**What the task requires**.
Go through the data and report each line that holds the string "horn".

_ _ _ _ _ _ _

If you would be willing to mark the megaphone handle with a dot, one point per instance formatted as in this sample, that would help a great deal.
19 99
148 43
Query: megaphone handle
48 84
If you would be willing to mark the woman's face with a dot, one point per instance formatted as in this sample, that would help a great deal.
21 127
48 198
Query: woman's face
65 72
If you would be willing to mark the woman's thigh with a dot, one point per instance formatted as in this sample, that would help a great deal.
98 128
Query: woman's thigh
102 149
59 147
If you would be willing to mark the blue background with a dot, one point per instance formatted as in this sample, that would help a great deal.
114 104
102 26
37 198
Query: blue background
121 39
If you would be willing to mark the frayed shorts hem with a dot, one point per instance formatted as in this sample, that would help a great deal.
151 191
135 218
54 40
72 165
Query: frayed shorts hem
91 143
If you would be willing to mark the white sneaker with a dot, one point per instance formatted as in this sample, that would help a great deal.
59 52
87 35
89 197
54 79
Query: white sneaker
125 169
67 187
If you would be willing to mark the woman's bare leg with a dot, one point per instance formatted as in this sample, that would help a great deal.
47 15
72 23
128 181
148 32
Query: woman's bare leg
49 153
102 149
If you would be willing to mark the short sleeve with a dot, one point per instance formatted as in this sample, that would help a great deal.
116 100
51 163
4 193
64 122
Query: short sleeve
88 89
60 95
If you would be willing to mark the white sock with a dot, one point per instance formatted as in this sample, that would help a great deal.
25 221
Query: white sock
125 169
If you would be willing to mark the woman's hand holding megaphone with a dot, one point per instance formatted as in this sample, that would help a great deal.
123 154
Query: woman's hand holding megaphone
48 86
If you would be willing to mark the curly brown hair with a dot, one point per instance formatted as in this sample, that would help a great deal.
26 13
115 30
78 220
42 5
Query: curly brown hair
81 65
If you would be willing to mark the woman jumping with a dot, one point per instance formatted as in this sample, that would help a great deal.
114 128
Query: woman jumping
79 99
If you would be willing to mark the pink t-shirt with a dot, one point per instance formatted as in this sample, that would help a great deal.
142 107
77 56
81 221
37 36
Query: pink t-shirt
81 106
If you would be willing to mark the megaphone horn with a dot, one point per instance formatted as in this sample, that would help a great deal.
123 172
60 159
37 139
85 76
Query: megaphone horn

_ _ _ _ _ _ _

**Completed exercise**.
If you would be willing to mark the megaphone horn with a dot, one point per instance formatted as in this sample, that would help a great deal.
Query: megaphone horn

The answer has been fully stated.